実行する指示: 以下の項目のうち、「Provide an outline for every instance of the dark」を含む行から「122), (74, 122)]」を含む行までを、両端の行も含め、空行を除いて番号付きリストに変換してください。
☆ ☆ ☆
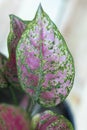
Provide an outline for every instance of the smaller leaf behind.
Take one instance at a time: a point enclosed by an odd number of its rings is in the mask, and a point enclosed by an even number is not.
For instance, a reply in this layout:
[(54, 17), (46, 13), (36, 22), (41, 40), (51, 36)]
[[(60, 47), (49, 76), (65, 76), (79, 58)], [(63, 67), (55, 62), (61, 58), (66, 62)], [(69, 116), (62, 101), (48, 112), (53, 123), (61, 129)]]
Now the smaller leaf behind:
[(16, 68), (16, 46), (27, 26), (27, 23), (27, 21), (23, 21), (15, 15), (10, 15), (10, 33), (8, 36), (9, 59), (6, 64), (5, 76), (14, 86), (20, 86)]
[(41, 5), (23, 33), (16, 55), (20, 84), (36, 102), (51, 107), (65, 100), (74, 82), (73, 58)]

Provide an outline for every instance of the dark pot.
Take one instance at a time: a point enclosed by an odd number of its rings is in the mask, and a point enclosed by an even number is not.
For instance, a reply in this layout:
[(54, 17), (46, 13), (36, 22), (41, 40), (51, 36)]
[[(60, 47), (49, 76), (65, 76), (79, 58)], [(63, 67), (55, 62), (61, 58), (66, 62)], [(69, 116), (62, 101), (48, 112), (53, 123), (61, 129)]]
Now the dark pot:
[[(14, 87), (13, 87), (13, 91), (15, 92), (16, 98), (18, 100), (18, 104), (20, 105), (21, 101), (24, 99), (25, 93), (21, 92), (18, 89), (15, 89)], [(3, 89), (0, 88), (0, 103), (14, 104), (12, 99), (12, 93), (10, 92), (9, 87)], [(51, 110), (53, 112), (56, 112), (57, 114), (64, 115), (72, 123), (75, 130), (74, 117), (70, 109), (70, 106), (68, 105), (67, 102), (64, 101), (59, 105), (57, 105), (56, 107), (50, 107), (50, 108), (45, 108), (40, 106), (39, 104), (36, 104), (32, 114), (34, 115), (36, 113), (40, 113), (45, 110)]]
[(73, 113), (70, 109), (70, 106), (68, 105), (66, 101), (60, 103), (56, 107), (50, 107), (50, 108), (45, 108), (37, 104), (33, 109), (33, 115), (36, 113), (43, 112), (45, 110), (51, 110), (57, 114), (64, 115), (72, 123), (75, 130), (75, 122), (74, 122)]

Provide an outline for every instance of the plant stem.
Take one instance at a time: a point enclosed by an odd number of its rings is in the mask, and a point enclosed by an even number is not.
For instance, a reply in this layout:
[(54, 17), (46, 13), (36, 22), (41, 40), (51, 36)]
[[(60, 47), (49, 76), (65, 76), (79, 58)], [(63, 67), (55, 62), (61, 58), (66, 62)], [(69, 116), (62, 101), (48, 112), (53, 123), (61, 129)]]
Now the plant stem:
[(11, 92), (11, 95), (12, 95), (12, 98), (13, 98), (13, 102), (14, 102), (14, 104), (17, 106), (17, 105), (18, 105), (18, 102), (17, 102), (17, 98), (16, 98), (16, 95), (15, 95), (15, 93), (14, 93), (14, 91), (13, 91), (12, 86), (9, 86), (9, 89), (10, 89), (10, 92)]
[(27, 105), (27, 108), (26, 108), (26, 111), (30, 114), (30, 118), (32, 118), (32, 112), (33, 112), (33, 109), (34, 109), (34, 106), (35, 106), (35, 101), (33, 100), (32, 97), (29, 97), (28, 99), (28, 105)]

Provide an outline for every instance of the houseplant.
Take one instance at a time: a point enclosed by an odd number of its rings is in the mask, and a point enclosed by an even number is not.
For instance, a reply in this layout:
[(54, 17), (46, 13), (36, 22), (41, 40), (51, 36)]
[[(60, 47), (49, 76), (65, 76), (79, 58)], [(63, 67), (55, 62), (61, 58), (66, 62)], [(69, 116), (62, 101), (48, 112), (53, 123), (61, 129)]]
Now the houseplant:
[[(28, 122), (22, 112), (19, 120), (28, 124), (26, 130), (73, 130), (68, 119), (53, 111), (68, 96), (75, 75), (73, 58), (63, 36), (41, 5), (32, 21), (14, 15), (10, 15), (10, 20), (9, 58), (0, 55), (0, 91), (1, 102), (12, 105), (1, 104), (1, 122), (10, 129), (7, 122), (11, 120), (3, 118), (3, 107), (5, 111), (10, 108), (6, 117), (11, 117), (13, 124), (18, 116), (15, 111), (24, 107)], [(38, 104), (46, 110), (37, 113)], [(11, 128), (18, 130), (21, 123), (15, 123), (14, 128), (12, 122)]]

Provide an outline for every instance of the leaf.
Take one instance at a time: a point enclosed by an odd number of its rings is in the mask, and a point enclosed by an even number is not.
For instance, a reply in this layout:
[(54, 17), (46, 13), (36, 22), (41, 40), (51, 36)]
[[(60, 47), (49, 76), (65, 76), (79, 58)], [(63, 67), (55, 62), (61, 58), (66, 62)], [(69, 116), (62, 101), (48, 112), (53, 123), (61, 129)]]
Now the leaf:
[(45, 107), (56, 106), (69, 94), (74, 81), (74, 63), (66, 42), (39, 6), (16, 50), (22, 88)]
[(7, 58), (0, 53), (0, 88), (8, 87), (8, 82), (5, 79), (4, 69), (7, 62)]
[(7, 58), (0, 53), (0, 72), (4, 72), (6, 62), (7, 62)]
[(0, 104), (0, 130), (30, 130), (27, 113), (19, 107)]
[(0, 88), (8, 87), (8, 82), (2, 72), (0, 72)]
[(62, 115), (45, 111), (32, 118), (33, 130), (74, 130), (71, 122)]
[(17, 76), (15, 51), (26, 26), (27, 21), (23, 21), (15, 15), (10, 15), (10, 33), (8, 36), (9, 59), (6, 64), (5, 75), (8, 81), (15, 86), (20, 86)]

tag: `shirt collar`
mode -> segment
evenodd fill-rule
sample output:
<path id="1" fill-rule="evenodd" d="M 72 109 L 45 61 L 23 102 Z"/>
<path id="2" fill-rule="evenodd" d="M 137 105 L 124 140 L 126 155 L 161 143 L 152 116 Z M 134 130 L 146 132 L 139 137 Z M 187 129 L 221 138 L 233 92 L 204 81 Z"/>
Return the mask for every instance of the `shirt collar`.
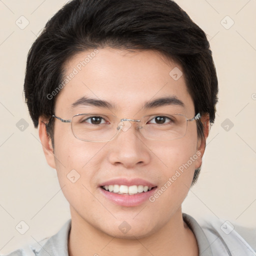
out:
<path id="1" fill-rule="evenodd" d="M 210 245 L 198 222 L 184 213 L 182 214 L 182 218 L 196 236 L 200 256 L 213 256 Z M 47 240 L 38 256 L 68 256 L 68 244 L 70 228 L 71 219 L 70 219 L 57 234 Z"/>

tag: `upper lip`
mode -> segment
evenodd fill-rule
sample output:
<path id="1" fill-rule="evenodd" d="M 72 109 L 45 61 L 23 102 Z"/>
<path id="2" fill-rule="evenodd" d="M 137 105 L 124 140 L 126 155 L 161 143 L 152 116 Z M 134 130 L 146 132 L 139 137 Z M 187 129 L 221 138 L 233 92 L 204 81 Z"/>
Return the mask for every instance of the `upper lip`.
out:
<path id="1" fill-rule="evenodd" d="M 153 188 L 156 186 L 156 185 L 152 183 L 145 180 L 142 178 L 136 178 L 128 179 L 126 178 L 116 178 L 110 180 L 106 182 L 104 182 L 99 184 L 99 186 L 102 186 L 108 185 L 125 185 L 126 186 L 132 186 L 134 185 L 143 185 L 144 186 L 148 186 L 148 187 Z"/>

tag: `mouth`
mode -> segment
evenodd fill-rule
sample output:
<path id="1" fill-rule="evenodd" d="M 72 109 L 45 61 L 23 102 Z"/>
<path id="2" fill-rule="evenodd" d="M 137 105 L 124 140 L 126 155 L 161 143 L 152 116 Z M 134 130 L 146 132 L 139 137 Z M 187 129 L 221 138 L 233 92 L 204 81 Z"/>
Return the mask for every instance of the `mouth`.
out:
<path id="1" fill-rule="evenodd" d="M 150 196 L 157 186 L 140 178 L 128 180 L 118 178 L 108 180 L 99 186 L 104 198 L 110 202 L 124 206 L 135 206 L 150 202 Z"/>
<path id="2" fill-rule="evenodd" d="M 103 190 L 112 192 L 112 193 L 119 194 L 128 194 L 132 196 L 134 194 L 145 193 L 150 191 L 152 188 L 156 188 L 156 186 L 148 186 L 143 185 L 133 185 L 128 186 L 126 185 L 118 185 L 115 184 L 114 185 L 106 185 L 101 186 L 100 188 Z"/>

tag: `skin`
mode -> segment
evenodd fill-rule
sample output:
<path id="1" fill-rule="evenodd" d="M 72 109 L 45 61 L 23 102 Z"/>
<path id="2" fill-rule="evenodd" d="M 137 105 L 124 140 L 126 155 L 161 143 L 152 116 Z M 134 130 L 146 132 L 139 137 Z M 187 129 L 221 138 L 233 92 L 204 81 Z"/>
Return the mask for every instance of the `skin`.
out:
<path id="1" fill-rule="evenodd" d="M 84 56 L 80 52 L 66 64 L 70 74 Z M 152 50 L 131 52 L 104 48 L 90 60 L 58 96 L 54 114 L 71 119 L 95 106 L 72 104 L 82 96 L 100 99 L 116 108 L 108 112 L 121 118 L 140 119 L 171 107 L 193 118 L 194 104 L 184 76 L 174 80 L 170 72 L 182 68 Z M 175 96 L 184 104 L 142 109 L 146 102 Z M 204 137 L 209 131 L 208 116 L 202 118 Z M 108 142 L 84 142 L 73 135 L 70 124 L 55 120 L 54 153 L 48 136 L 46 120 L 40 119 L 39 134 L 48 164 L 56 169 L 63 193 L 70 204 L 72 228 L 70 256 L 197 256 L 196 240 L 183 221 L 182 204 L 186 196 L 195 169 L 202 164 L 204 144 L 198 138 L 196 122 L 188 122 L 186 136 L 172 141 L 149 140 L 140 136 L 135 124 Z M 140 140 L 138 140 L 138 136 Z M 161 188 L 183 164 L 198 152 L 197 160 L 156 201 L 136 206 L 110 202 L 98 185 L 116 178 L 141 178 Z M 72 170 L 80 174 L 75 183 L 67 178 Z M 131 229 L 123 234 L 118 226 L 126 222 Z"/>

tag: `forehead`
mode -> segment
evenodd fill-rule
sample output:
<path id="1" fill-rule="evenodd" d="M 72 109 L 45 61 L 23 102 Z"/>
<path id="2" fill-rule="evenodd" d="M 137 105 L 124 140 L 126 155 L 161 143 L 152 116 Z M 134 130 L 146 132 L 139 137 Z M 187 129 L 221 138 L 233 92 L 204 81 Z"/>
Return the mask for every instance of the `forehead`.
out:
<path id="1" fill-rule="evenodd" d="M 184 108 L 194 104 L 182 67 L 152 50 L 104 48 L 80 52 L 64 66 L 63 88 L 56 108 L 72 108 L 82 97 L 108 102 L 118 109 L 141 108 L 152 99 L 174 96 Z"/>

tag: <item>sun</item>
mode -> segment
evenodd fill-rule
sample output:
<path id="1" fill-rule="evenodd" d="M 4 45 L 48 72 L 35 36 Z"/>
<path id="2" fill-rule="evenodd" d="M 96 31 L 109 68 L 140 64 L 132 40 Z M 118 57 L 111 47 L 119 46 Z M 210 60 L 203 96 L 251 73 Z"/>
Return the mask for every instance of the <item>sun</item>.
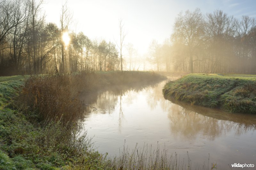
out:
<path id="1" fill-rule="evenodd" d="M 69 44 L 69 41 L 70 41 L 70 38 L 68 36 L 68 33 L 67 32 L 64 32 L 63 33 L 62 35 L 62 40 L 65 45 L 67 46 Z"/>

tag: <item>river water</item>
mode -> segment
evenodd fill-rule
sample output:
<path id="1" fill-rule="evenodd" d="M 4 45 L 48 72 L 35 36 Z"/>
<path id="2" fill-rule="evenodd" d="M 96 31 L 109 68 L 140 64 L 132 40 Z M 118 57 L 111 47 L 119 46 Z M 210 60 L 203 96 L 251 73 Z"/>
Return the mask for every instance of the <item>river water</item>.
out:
☆ ☆ ☆
作業の結果:
1. Provide an outline for every instance of the dark pot.
2. Take one instance at a time: a point enclosed by an odd number of its rings is in the mask, and a point enclosed by an even number is not.
3. For instance, a reply in this layout:
4. [(54, 17), (46, 13), (36, 22), (41, 40), (51, 36)]
5. [[(60, 47), (49, 76), (65, 76), (79, 58)], [(63, 67), (55, 62), (61, 58), (66, 62)], [(69, 116), (62, 101), (48, 112), (53, 123), (61, 129)]]
6. Now the dark pot:
7. [[(14, 87), (13, 87), (13, 91), (15, 92), (16, 98), (18, 100), (18, 104), (20, 105), (21, 101), (24, 99), (25, 93), (21, 92), (18, 89), (15, 89)], [(3, 89), (0, 88), (0, 103), (14, 104), (12, 99), (12, 93), (10, 92), (9, 87)], [(51, 110), (53, 112), (56, 112), (57, 114), (64, 115), (72, 123), (75, 130), (74, 117), (70, 109), (70, 106), (68, 105), (67, 102), (64, 101), (59, 105), (57, 105), (56, 107), (50, 107), (50, 108), (45, 108), (40, 106), (39, 104), (36, 104), (32, 114), (34, 115), (36, 113), (40, 113), (45, 110)]]
8. [(73, 113), (70, 109), (70, 106), (68, 105), (66, 101), (60, 103), (56, 107), (50, 107), (50, 108), (45, 108), (37, 104), (33, 109), (33, 115), (36, 113), (43, 112), (45, 110), (51, 110), (57, 114), (64, 115), (72, 123), (75, 130), (75, 122), (74, 122)]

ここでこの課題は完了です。